- [THE EXERCISE]:
Set down the final stretch of the data, from the line that holds "Query: dirt ground" through the last line, both included, with pictures left out.

- [LISTED RECORDS]:
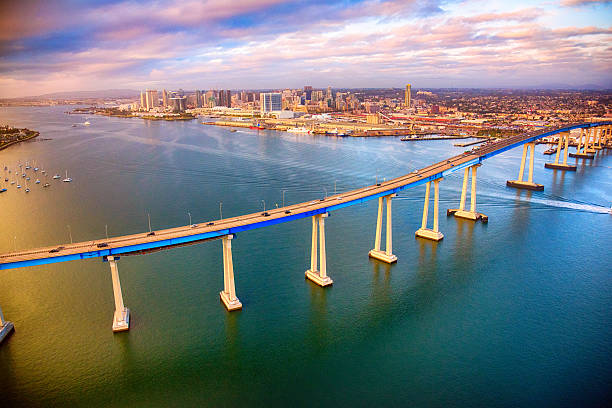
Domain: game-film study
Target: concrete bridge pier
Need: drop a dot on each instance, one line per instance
(228, 295)
(424, 232)
(121, 317)
(563, 138)
(460, 212)
(529, 184)
(386, 255)
(581, 149)
(589, 146)
(6, 327)
(318, 275)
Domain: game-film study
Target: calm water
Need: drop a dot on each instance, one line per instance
(513, 313)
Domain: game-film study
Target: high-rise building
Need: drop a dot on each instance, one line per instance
(178, 103)
(407, 96)
(308, 92)
(165, 97)
(225, 98)
(270, 101)
(151, 99)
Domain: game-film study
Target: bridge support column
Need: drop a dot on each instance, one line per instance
(563, 139)
(589, 146)
(460, 212)
(386, 255)
(529, 184)
(581, 149)
(424, 232)
(318, 276)
(6, 327)
(597, 138)
(228, 295)
(121, 318)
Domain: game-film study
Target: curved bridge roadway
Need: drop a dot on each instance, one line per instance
(147, 242)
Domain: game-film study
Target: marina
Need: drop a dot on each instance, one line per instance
(289, 328)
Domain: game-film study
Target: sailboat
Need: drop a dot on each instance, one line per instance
(67, 179)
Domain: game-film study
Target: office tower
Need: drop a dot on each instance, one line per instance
(151, 99)
(165, 97)
(178, 103)
(270, 101)
(308, 92)
(407, 97)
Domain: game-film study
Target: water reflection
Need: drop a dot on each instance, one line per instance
(318, 330)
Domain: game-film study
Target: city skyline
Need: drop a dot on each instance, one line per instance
(274, 44)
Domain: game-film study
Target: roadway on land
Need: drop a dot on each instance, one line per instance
(189, 234)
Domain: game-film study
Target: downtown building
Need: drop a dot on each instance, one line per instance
(270, 102)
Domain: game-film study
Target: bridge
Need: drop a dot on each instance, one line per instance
(593, 137)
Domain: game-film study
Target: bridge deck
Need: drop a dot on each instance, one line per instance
(186, 234)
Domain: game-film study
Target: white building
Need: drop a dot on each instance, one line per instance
(270, 101)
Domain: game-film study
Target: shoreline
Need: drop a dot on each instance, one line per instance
(36, 134)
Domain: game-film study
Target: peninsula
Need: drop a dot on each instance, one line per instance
(10, 135)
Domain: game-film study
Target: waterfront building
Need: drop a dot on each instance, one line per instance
(178, 103)
(198, 101)
(151, 99)
(308, 92)
(270, 101)
(165, 97)
(407, 96)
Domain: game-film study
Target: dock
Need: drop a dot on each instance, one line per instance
(470, 143)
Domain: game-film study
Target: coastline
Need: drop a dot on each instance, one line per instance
(35, 134)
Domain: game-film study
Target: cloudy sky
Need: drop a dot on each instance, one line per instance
(49, 46)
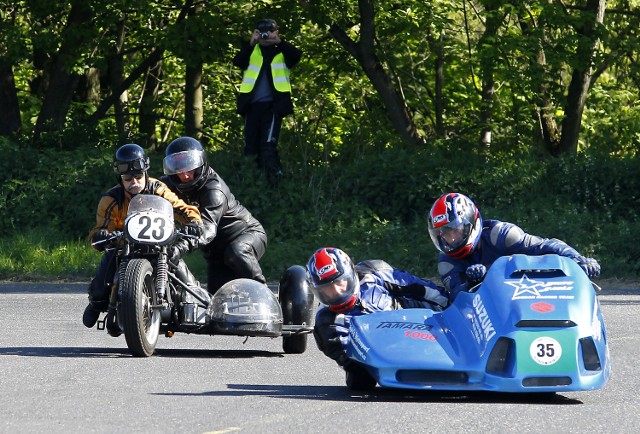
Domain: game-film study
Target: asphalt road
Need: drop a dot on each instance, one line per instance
(57, 376)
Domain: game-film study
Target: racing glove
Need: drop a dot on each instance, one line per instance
(99, 240)
(589, 265)
(475, 273)
(177, 250)
(195, 229)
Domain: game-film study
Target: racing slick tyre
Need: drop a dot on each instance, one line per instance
(296, 300)
(140, 321)
(358, 378)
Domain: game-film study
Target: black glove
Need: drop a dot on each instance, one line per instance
(475, 273)
(589, 265)
(99, 239)
(413, 290)
(176, 251)
(195, 229)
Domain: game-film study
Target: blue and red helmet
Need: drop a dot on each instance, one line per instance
(455, 225)
(333, 278)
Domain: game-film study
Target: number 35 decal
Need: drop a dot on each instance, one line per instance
(545, 351)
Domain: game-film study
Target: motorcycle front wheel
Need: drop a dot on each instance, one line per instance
(141, 322)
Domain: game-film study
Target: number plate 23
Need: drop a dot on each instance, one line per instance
(149, 228)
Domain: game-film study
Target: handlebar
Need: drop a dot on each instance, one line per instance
(114, 236)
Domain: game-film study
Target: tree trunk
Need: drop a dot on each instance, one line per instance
(437, 48)
(193, 111)
(193, 101)
(148, 105)
(9, 106)
(116, 77)
(487, 66)
(547, 133)
(581, 78)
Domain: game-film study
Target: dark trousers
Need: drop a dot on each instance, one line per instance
(237, 259)
(100, 286)
(261, 132)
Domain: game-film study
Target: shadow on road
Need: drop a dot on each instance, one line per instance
(124, 352)
(336, 393)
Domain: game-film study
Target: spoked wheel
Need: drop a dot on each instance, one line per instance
(141, 322)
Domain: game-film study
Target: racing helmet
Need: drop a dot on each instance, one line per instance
(333, 279)
(183, 155)
(130, 159)
(455, 225)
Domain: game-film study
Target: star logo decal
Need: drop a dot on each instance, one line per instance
(527, 288)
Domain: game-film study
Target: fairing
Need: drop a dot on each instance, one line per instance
(533, 325)
(245, 307)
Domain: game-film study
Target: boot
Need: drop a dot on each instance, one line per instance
(90, 316)
(113, 328)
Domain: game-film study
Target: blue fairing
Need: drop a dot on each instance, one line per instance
(533, 325)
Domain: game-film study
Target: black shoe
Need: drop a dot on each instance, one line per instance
(90, 316)
(113, 328)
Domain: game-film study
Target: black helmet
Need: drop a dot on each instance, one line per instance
(130, 160)
(182, 155)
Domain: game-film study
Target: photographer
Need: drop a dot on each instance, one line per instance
(265, 93)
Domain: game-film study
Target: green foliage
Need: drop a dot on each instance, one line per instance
(375, 206)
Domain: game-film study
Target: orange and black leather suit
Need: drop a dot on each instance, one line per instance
(112, 211)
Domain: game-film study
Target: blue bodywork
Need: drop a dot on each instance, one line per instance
(533, 325)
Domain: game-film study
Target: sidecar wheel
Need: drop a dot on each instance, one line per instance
(141, 322)
(296, 300)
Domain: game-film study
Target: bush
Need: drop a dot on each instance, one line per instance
(373, 207)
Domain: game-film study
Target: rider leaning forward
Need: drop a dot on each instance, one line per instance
(468, 245)
(131, 165)
(347, 290)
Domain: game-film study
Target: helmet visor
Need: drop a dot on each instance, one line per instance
(336, 292)
(131, 167)
(451, 236)
(183, 162)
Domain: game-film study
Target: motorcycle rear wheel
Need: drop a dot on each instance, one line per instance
(141, 322)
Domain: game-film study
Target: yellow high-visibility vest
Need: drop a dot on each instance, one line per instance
(279, 72)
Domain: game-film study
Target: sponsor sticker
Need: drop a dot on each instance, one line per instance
(543, 307)
(529, 289)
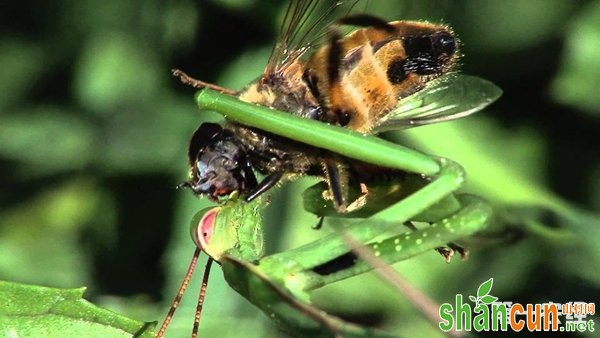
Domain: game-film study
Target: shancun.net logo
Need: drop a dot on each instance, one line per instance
(487, 314)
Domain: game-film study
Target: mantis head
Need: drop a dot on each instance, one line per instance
(218, 163)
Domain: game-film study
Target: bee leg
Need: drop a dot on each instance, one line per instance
(334, 110)
(267, 183)
(448, 250)
(188, 80)
(337, 181)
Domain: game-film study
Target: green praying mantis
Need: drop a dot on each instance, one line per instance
(280, 284)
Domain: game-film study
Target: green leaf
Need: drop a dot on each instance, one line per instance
(488, 299)
(485, 288)
(36, 311)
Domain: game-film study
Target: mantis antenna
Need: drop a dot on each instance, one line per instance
(184, 284)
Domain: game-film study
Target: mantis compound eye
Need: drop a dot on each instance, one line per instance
(210, 232)
(202, 227)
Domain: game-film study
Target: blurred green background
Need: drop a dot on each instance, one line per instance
(94, 132)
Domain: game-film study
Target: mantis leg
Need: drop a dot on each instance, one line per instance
(279, 284)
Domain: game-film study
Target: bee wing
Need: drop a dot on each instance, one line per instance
(450, 97)
(303, 27)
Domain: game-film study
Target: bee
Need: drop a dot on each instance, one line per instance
(359, 81)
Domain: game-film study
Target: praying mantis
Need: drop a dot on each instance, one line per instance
(279, 284)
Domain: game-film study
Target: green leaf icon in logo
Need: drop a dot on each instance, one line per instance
(485, 288)
(488, 299)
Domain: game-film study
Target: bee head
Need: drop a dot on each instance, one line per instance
(218, 163)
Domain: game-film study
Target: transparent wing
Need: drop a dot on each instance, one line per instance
(448, 98)
(303, 27)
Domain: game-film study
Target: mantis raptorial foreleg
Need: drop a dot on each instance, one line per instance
(279, 284)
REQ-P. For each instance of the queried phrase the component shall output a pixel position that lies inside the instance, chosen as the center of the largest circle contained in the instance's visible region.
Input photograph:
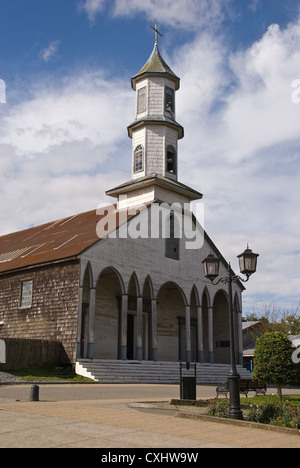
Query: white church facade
(126, 282)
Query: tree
(274, 317)
(273, 360)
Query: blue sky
(66, 66)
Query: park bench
(246, 386)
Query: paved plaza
(104, 416)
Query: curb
(248, 424)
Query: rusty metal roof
(58, 240)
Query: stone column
(79, 323)
(188, 333)
(139, 329)
(211, 357)
(124, 313)
(240, 338)
(200, 357)
(90, 350)
(154, 329)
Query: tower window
(171, 160)
(139, 159)
(173, 242)
(141, 107)
(170, 100)
(26, 294)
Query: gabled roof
(54, 241)
(157, 66)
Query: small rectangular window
(173, 242)
(26, 294)
(141, 100)
(170, 100)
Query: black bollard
(35, 393)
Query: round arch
(171, 312)
(221, 329)
(108, 297)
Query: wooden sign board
(2, 352)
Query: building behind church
(105, 284)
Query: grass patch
(264, 400)
(44, 374)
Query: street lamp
(248, 264)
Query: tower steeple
(155, 134)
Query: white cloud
(60, 150)
(242, 146)
(63, 147)
(50, 52)
(185, 14)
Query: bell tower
(155, 134)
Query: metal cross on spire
(155, 28)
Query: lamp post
(248, 264)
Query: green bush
(273, 360)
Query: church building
(125, 283)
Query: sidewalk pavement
(100, 416)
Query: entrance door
(182, 343)
(131, 334)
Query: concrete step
(139, 372)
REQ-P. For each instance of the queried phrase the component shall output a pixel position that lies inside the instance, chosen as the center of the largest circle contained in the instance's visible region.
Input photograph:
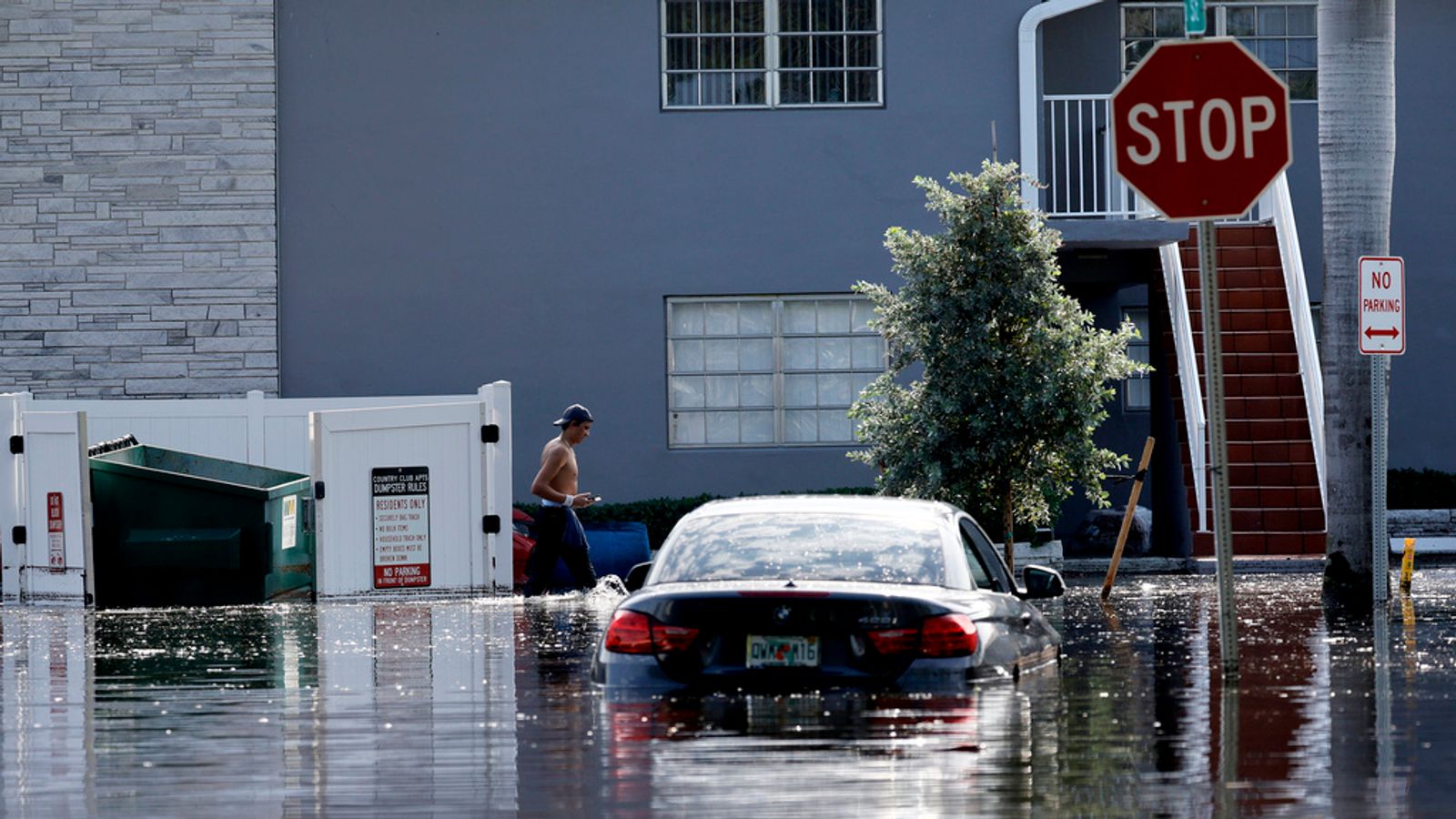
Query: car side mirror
(637, 576)
(1041, 583)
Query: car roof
(875, 506)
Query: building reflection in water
(482, 707)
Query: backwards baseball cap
(574, 414)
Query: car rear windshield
(804, 547)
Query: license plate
(783, 652)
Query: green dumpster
(179, 530)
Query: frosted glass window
(688, 392)
(723, 390)
(756, 354)
(800, 353)
(721, 356)
(834, 317)
(721, 318)
(688, 319)
(756, 318)
(800, 390)
(768, 370)
(688, 429)
(834, 353)
(740, 53)
(800, 318)
(756, 390)
(688, 356)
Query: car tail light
(631, 632)
(635, 632)
(948, 636)
(895, 640)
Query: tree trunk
(1356, 169)
(1008, 521)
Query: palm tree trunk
(1356, 167)
(1008, 521)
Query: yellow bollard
(1407, 566)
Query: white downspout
(1031, 89)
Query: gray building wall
(137, 198)
(480, 191)
(1423, 382)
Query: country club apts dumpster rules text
(400, 497)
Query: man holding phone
(558, 531)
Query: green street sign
(1194, 18)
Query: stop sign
(1200, 128)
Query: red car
(523, 540)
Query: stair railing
(1188, 376)
(1305, 341)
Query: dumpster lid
(187, 467)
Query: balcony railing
(1075, 169)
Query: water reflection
(482, 707)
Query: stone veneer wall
(137, 197)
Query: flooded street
(482, 707)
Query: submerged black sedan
(823, 591)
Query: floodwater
(482, 707)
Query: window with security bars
(1281, 35)
(771, 53)
(768, 370)
(1138, 392)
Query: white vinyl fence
(266, 431)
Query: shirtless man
(558, 532)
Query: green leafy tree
(1016, 376)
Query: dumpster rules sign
(400, 497)
(56, 528)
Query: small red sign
(400, 576)
(56, 528)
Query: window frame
(982, 554)
(1145, 341)
(772, 70)
(1219, 25)
(779, 369)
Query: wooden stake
(1127, 518)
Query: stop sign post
(1200, 130)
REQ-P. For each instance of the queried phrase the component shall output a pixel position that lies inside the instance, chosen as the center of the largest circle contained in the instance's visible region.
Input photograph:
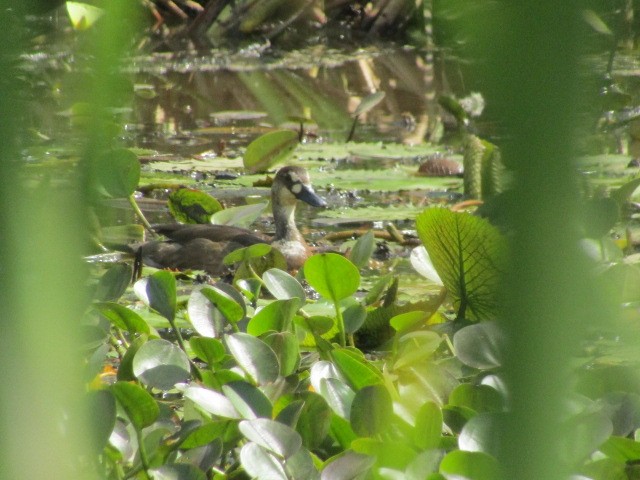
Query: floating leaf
(118, 171)
(242, 216)
(269, 149)
(332, 276)
(274, 436)
(255, 357)
(192, 206)
(161, 364)
(371, 411)
(469, 255)
(137, 403)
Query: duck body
(203, 247)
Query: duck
(204, 246)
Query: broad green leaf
(113, 283)
(282, 285)
(347, 466)
(254, 356)
(275, 316)
(177, 471)
(332, 276)
(187, 205)
(428, 426)
(158, 291)
(242, 216)
(248, 400)
(471, 465)
(118, 171)
(259, 463)
(367, 103)
(274, 436)
(229, 303)
(469, 255)
(269, 149)
(123, 317)
(371, 411)
(137, 403)
(161, 364)
(83, 15)
(363, 249)
(212, 402)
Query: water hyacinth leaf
(347, 466)
(469, 255)
(248, 400)
(355, 368)
(363, 249)
(242, 216)
(269, 149)
(83, 15)
(210, 350)
(212, 402)
(428, 426)
(230, 304)
(255, 357)
(282, 285)
(113, 283)
(158, 291)
(161, 364)
(332, 276)
(259, 463)
(102, 406)
(123, 318)
(276, 317)
(118, 172)
(187, 205)
(204, 316)
(177, 471)
(480, 346)
(285, 346)
(140, 407)
(314, 420)
(274, 436)
(371, 411)
(367, 103)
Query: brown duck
(202, 247)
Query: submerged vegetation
(470, 309)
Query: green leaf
(118, 171)
(158, 291)
(255, 357)
(273, 436)
(471, 465)
(242, 216)
(332, 276)
(367, 103)
(275, 316)
(187, 205)
(363, 249)
(139, 406)
(248, 400)
(212, 402)
(123, 317)
(371, 411)
(282, 285)
(161, 364)
(428, 426)
(469, 255)
(113, 283)
(229, 303)
(269, 149)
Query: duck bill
(307, 195)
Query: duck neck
(285, 220)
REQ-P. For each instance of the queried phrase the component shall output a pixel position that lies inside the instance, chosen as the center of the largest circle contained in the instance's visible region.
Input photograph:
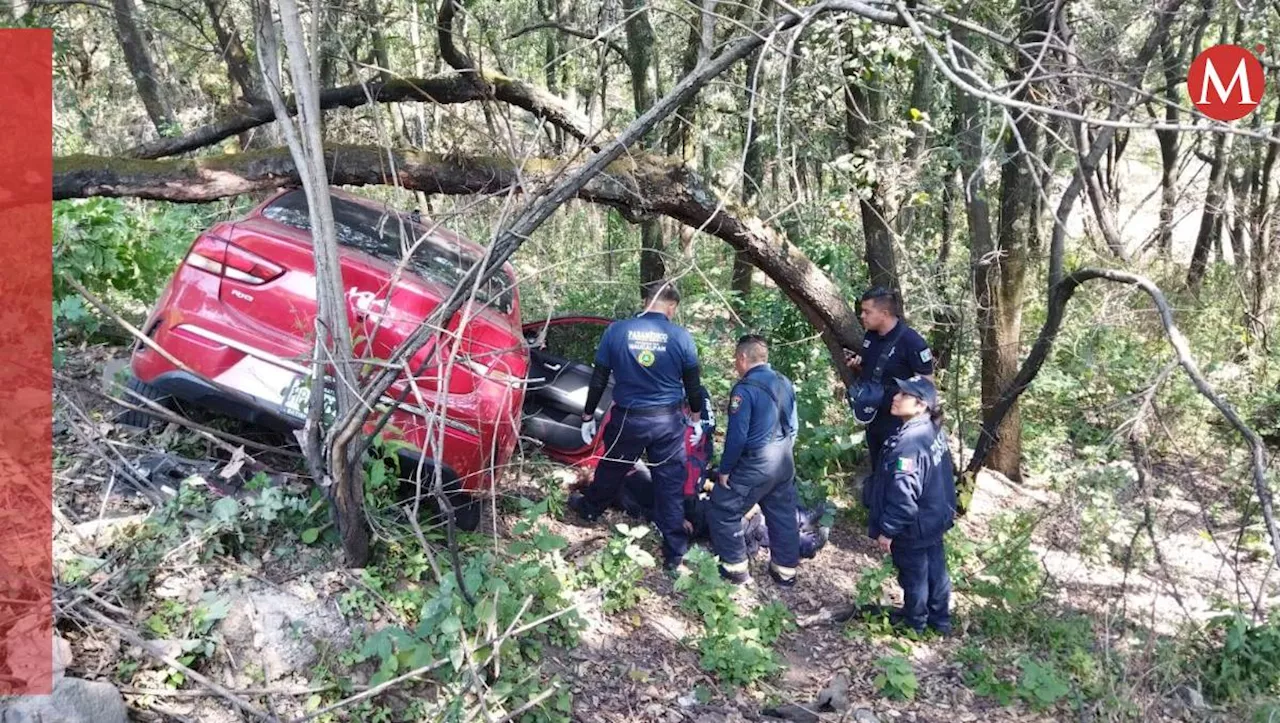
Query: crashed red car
(240, 315)
(240, 311)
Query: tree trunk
(640, 42)
(1211, 218)
(334, 347)
(137, 56)
(864, 119)
(920, 106)
(753, 174)
(238, 68)
(1000, 273)
(1265, 266)
(330, 41)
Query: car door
(560, 373)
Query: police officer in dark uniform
(913, 504)
(757, 467)
(892, 348)
(656, 369)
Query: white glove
(698, 433)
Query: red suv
(240, 315)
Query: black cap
(922, 389)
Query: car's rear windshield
(388, 236)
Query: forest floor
(643, 663)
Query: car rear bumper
(191, 388)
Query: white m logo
(1240, 76)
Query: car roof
(438, 230)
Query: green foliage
(205, 526)
(736, 646)
(618, 568)
(124, 251)
(896, 677)
(1244, 659)
(525, 582)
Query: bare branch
(1059, 296)
(593, 37)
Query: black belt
(650, 411)
(759, 451)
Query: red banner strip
(26, 362)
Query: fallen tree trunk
(636, 183)
(447, 88)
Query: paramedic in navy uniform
(656, 370)
(909, 355)
(913, 504)
(758, 467)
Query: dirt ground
(640, 664)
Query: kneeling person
(757, 467)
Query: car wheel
(136, 419)
(466, 511)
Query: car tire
(466, 511)
(136, 419)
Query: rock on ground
(74, 700)
(278, 628)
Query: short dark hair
(662, 289)
(883, 298)
(753, 347)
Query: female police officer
(912, 498)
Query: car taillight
(231, 261)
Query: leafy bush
(1244, 662)
(735, 646)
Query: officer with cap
(891, 349)
(757, 467)
(913, 503)
(654, 365)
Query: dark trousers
(661, 438)
(882, 428)
(764, 477)
(926, 586)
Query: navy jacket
(910, 356)
(912, 497)
(753, 415)
(648, 355)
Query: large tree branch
(444, 90)
(1059, 296)
(644, 183)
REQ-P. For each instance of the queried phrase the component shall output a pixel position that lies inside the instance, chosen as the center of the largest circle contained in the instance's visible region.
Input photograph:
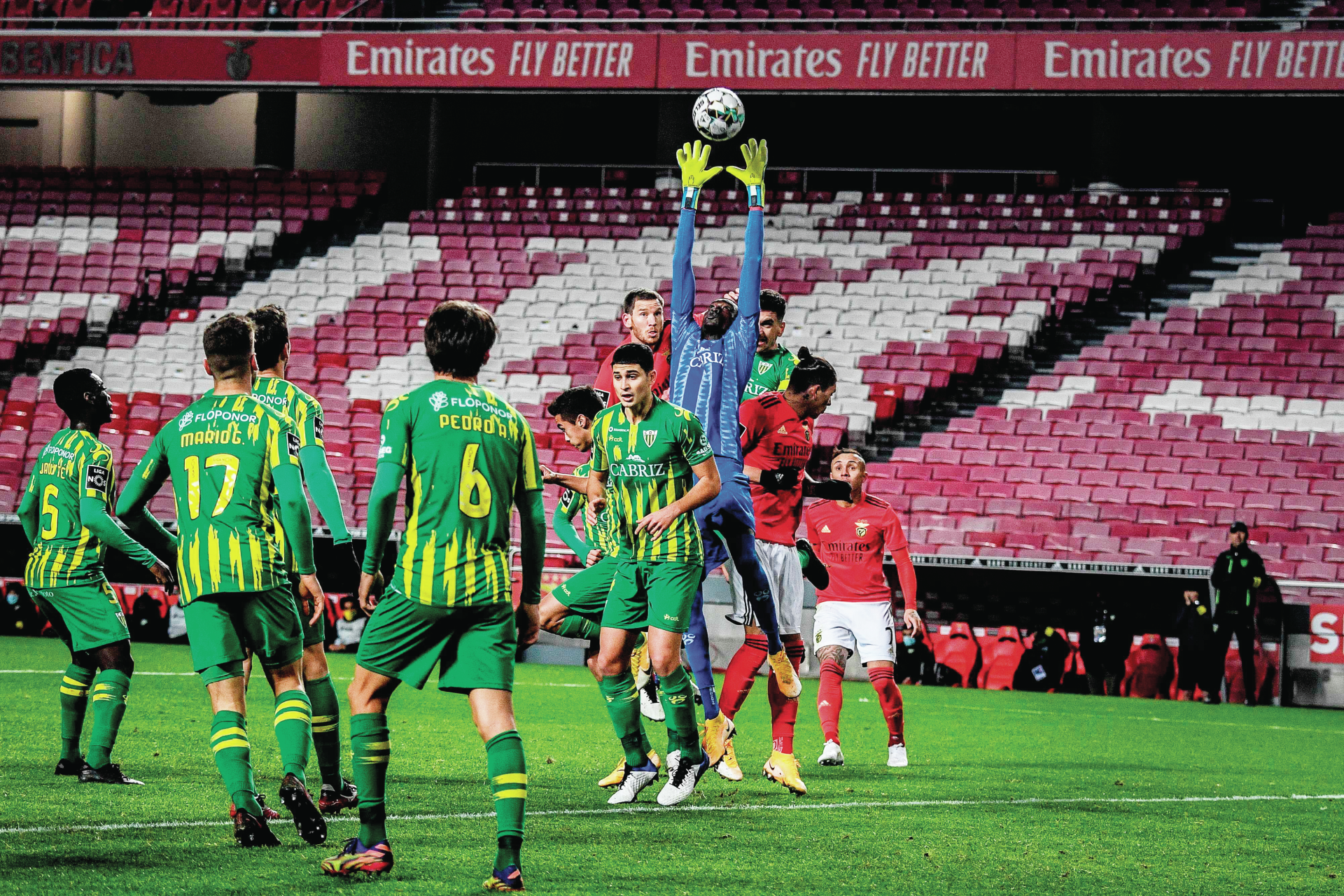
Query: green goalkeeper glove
(756, 156)
(692, 162)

- [ANSWER FOR THE TASK]:
Query: dirt ground
(640, 664)
Query: kneeling person
(757, 467)
Query: car wheel
(136, 419)
(466, 511)
Query: car tire
(466, 511)
(136, 419)
Query: rock on ground
(74, 700)
(278, 628)
Query: short dark hair
(662, 289)
(883, 298)
(753, 347)
Query: female police officer
(912, 498)
Query: car taillight
(231, 261)
Query: leafy bush
(1244, 662)
(735, 646)
Query: officer with cap
(891, 349)
(757, 467)
(913, 503)
(654, 365)
Query: dark trousers
(661, 438)
(882, 428)
(764, 477)
(926, 586)
Query: navy jacket
(910, 356)
(912, 497)
(753, 415)
(648, 355)
Query: large tree branch
(444, 90)
(1059, 296)
(644, 183)
REQ-P. For each instance of the queried phrase the component shall output a pixel position that lies inside the instance, chosen as the center of the largest circle contained in the instance's visible region.
Input photograph:
Query: green goalkeeper glove
(756, 156)
(692, 162)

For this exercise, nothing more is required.